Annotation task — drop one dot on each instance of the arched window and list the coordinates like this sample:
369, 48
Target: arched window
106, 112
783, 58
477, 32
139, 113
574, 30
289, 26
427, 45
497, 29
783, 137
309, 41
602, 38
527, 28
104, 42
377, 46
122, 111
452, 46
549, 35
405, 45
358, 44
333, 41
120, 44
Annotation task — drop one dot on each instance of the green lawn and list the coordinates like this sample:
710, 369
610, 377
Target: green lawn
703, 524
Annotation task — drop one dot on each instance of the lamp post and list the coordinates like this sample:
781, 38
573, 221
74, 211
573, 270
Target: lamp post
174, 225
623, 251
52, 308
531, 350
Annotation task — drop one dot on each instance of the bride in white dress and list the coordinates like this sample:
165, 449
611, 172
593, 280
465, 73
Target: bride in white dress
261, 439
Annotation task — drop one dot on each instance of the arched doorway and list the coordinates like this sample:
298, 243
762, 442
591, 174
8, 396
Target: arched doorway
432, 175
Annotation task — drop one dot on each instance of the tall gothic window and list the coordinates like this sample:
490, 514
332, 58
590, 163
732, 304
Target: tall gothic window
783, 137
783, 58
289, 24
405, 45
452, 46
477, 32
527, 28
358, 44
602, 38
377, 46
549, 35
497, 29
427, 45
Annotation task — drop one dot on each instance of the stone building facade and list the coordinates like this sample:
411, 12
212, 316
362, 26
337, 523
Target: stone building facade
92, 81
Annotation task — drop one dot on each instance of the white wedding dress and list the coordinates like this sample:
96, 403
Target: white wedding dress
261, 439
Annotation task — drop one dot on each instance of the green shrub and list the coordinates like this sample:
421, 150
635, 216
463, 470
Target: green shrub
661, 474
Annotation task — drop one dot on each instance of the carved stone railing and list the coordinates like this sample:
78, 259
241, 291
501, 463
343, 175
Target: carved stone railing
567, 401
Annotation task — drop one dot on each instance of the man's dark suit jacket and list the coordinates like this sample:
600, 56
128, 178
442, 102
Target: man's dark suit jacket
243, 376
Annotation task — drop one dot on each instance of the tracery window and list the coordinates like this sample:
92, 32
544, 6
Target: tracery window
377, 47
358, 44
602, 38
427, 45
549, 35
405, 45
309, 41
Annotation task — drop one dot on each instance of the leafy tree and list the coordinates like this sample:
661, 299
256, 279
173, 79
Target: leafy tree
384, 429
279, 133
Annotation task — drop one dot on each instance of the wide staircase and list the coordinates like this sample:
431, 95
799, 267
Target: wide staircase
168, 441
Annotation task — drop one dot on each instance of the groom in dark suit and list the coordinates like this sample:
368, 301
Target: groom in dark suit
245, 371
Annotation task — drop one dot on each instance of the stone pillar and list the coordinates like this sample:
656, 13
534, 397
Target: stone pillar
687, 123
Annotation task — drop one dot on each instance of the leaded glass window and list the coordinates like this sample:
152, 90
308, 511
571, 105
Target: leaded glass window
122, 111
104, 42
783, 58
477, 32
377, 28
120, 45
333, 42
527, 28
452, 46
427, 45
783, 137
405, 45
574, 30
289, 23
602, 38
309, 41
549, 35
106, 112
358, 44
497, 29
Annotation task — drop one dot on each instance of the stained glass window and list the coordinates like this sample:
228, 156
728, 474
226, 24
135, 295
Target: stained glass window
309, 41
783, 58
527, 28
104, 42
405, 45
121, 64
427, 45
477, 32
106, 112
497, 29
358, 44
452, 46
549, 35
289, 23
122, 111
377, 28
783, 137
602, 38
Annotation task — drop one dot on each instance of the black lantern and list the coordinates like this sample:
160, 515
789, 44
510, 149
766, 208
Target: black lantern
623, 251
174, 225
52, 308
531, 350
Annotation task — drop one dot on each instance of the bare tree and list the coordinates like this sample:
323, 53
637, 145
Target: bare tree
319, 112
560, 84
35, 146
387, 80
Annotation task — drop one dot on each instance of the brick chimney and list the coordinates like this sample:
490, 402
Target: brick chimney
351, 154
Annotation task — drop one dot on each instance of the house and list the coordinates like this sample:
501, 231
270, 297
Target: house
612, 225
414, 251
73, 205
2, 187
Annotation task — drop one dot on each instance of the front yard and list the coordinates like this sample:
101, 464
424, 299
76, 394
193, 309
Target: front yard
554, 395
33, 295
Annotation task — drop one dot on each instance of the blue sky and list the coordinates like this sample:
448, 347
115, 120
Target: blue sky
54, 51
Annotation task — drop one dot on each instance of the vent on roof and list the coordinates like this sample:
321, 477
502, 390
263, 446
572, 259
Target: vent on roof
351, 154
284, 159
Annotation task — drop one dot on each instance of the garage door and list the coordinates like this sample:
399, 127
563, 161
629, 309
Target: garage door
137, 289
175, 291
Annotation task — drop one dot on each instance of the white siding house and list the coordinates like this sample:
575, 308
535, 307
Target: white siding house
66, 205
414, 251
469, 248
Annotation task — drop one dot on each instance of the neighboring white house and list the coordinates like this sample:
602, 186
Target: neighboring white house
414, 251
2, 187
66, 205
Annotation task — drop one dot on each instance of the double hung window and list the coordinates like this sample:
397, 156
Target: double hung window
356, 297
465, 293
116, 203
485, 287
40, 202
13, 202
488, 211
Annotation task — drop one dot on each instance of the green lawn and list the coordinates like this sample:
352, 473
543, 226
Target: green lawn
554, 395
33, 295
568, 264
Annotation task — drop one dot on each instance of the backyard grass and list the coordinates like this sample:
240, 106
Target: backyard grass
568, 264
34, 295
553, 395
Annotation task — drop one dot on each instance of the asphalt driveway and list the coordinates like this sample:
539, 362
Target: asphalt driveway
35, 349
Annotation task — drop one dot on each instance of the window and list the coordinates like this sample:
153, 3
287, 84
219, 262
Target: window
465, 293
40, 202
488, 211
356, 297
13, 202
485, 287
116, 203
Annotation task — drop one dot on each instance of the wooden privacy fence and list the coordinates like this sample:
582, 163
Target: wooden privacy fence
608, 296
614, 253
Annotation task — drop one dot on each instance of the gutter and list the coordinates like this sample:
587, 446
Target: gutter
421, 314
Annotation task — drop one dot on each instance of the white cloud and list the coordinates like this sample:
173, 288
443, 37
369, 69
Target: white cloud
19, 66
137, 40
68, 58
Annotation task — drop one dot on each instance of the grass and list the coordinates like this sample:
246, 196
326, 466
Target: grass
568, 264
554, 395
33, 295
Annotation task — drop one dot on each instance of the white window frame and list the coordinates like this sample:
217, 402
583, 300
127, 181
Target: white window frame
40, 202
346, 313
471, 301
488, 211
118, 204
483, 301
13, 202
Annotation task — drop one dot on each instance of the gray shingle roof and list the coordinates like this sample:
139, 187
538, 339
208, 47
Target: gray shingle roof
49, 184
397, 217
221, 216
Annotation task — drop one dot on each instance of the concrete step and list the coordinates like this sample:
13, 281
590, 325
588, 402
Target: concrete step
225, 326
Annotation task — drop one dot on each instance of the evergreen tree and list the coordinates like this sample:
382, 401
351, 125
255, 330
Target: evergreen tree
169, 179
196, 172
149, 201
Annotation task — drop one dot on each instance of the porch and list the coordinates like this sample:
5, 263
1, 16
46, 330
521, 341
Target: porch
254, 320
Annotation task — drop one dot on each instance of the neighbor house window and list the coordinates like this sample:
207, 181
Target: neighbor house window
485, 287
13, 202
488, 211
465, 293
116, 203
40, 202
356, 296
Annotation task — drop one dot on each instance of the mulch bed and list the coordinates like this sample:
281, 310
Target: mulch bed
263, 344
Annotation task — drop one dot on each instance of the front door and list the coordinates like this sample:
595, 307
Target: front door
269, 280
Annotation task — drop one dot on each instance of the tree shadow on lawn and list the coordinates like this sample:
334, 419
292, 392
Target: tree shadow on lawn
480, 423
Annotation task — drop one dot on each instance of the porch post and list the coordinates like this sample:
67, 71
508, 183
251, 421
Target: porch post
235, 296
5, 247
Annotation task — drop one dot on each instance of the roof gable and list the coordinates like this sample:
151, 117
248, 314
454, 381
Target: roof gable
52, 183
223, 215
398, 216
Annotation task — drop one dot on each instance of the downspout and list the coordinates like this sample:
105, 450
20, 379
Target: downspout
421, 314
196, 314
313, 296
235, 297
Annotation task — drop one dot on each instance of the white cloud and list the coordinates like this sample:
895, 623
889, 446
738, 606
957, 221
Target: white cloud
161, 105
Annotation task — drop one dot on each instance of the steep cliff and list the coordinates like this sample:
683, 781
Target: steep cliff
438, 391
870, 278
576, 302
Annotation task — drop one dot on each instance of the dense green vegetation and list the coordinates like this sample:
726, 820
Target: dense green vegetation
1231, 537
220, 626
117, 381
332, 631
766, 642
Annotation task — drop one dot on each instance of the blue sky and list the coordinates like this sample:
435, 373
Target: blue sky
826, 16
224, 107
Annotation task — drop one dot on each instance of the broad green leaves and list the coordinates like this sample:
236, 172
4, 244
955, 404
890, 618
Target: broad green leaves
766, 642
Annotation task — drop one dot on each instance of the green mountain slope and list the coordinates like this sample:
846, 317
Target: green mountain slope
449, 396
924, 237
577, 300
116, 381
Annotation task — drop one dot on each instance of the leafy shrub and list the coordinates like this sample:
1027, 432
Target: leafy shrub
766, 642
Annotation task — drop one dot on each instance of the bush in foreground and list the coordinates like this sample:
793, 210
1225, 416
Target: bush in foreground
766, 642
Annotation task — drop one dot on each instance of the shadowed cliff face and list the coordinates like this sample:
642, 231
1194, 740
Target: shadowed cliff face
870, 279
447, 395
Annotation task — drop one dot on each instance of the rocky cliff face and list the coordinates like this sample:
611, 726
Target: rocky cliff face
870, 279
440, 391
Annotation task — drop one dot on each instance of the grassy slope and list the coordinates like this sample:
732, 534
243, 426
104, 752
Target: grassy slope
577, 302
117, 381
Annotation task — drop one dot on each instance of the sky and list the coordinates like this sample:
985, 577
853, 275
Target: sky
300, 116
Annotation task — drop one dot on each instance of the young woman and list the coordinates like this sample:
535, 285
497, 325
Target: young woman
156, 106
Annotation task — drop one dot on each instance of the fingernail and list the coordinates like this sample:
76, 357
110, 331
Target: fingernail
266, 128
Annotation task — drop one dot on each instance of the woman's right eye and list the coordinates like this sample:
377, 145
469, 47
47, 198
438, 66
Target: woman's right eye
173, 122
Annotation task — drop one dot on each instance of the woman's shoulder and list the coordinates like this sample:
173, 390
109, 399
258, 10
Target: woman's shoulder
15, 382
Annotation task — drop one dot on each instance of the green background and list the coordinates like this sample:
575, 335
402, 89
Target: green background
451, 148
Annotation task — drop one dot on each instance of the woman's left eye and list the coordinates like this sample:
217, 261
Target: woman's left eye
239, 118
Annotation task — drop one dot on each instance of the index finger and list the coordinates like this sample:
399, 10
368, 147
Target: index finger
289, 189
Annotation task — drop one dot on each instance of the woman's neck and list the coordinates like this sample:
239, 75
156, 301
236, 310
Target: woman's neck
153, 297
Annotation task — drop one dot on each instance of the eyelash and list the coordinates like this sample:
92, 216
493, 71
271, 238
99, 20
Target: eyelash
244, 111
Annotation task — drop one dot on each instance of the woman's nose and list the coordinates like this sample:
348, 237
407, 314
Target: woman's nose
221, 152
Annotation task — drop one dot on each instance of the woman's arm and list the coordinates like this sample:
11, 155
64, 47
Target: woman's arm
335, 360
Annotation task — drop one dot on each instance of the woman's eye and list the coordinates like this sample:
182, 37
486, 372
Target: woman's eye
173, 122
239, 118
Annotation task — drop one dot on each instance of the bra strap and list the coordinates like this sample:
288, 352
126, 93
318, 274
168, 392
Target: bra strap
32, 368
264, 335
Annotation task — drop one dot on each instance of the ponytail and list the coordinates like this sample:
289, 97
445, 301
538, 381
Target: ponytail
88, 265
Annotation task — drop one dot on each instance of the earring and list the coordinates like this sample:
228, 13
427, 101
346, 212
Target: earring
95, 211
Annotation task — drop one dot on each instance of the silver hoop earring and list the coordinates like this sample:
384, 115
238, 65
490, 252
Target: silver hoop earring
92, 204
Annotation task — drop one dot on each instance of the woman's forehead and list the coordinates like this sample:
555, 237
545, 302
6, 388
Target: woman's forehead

■ WORK REQUIRED: Starting from the data above, filter for lines with "forehead" and copy each one.

■ REPLY:
Annotation task — drop one dot on each instance of the woman's forehead and list the coordinates like this sample:
Target: woman's forehead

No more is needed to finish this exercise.